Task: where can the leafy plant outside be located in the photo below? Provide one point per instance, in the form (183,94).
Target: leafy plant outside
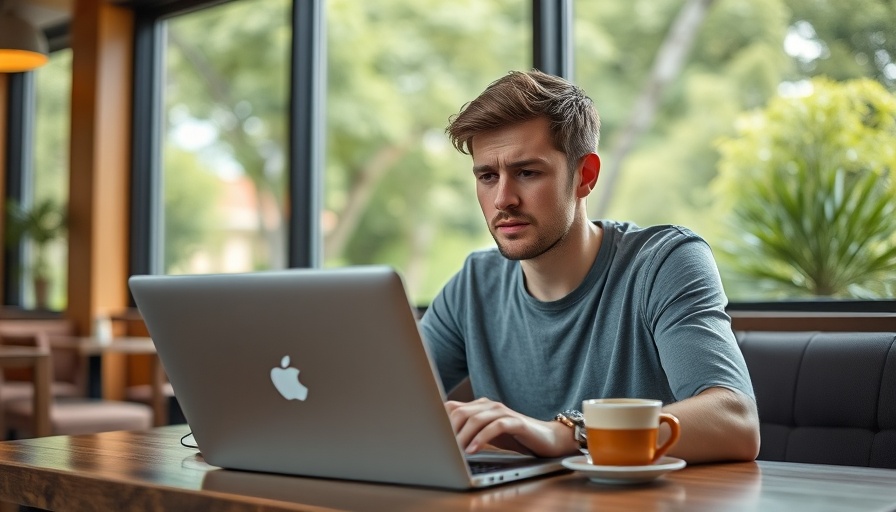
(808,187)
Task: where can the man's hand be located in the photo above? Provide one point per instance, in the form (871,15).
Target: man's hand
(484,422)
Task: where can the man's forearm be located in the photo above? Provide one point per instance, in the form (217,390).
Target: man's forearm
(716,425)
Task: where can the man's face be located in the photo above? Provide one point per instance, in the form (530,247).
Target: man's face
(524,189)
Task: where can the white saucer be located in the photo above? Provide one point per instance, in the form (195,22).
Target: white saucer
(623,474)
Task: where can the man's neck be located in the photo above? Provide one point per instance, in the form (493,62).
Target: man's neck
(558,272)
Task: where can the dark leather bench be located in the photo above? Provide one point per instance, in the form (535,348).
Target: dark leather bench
_ _ _ _ _
=== WHAT YOU SHOULD DO ===
Give the lines from the one containing "Task: where can the white" through the end of the items as a JSON list of strings, one string per line, with blank lines left out.

=== OUTPUT BELOW ===
[
  "Task: where can the white saucer be located in the photo above? Provide one point per instance, in the form (195,22).",
  "Target: white saucer",
  "(623,474)",
  "Task: where can the man's neck be located in the photo above? Provide one point per instance, in the form (493,62).",
  "Target: man's neck",
  "(558,272)",
  "Task: where can the dark leather bench be located in the photo above? Provide one point per instance, in the form (535,348).",
  "Target: dark leather bench"
]